• [PASSAGE SHOWN]:
In addition to dismantling narcotics-trafficking cartels, sustained demand reduction, drug prevention, treatment, and education programs and strategies are important in reducing drug use, drug-related violence, youth involvement in gangs, and other criminal activity. The demand for illicit drugs fuels the power, impunity, and violence of criminal organizations around the globe. Expanding drug consumption provides significant amounts of illicit income to drug trafficking organizations, terrorist groups, and transnational criminal networks alike.
The demand reduction working group acknowledged the challenges posed by increased drug use, high relapse rates, thousands of untrained drug treatment personnel, and the alarming lower age for the initial onset of drug use (e.g., in many parts of the world, drug addicts as young as 4-8 years of age have been detected for the first time). Of particular concern was the high purity of drugs such as Afghan heroin and the impurities/toxic cutting agents in Latin American crack cocaine that are causing a public health crisis, in addition to regionalized drug epidemics. Addressing these unprecedented challenges with innovative programs, “best practices,” and evidence-based prevention and treatment programs are necessary in order to reduce illicit income generated for transnational criminal networks.
Recognizing the Trans-Pacific Symposium mandate to develop regional solutions, the working group recommended the adoption of regional and global initiatives designed to train and certify addiction counselors in the thousands of drug treatment programs that exist on both sides of the Pacific Ocean. The on-going collaboration among the Colombo Plan, the Organization of American States (OAS), and the UN Drug Control Program (UNDCP) on the provision of training curricula based on evidence-based treatment practices was cited as one solution. Additionally, the working group recommended the promotion of science-based preventive programs for communities and schools (e.g., life skills programs) as a key solution to prevent initiation of drug use.

[Saved entries]
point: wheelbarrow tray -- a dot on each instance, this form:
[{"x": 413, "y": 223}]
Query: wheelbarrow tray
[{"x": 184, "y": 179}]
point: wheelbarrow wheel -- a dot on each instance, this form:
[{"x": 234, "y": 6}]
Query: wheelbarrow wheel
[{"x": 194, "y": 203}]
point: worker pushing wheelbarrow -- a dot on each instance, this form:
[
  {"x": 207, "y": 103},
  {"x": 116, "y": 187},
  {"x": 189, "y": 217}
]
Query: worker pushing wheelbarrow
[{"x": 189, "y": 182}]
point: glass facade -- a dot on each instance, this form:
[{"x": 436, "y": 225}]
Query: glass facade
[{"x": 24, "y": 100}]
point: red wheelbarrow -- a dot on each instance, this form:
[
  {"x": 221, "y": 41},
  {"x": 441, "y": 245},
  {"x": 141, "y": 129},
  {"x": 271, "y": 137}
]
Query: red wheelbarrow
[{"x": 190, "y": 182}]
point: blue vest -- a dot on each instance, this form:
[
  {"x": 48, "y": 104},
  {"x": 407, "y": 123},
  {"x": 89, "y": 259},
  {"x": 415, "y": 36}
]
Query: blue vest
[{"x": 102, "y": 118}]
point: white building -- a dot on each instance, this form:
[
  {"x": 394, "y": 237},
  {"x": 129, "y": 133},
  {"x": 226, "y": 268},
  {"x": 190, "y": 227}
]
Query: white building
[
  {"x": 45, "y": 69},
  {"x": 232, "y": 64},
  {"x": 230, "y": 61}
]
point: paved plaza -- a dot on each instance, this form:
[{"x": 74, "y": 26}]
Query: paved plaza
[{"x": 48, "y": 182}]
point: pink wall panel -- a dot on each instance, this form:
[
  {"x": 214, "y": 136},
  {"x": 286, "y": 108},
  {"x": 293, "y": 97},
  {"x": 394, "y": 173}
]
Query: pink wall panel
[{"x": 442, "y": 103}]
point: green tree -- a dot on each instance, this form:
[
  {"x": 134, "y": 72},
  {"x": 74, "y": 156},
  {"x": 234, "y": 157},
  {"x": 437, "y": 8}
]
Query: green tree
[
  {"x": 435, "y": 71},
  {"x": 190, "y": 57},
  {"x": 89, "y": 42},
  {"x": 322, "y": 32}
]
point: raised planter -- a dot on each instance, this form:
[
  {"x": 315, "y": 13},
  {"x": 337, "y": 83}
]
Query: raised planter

• [TO DO]:
• 1. Translate this sentence from the passage on drug demand reduction into Spanish: "The demand for illicit drugs fuels the power, impunity, and violence of criminal organizations around the globe."
• 2. According to the passage on drug demand reduction, which three bodies have an ongoing collaboration on training curricula based on evidence-based treatment practices?
• 3. Print the passage on drug demand reduction from "Recognizing the Trans-Pacific" up to and including "of drug use.".

• [ANSWERS PER TASK]:
• 1. La demanda de drogas ilícitas alimenta el poder, la impunidad y la violencia de las organizaciones criminales en todo el mundo.

• 2. The Colombo Plan, the Organization of American States (OAS), and the UN Drug Control Program (UNDCP).

• 3.
Recognizing the Trans-Pacific Symposium mandate to develop regional solutions, the working group recommended the adoption of regional and global initiatives designed to train and certify addiction counselors in the thousands of drug treatment programs that exist on both sides of the Pacific Ocean. The on-going collaboration among the Colombo Plan, the Organization of American States (OAS), and the UN Drug Control Program (UNDCP) on the provision of training curricula based on evidence-based treatment practices was cited as one solution. Additionally, the working group recommended the promotion of science-based preventive programs for communities and schools (e.g., life skills programs) as a key solution to prevent initiation of drug use.